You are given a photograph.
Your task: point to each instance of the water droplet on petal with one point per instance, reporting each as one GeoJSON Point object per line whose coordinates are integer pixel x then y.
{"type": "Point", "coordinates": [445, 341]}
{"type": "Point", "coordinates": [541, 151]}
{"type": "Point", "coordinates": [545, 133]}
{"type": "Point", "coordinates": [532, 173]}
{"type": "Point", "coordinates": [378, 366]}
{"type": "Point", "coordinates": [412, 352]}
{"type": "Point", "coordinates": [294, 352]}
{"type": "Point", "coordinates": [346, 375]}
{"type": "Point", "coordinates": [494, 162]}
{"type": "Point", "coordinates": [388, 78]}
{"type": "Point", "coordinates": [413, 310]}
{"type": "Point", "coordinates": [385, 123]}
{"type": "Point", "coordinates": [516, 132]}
_ _ _
Work order. Line by line, please reproduce the records exactly.

Output of the exercise.
You are given a photograph.
Your task: point to each instance of the water droplet on petal with one point per instance, reporting each as one GeoJSON Point object per line whose coordinates are integer pixel x then y.
{"type": "Point", "coordinates": [445, 341]}
{"type": "Point", "coordinates": [541, 151]}
{"type": "Point", "coordinates": [545, 133]}
{"type": "Point", "coordinates": [532, 173]}
{"type": "Point", "coordinates": [378, 366]}
{"type": "Point", "coordinates": [412, 352]}
{"type": "Point", "coordinates": [294, 352]}
{"type": "Point", "coordinates": [346, 375]}
{"type": "Point", "coordinates": [494, 162]}
{"type": "Point", "coordinates": [388, 78]}
{"type": "Point", "coordinates": [413, 310]}
{"type": "Point", "coordinates": [385, 123]}
{"type": "Point", "coordinates": [516, 132]}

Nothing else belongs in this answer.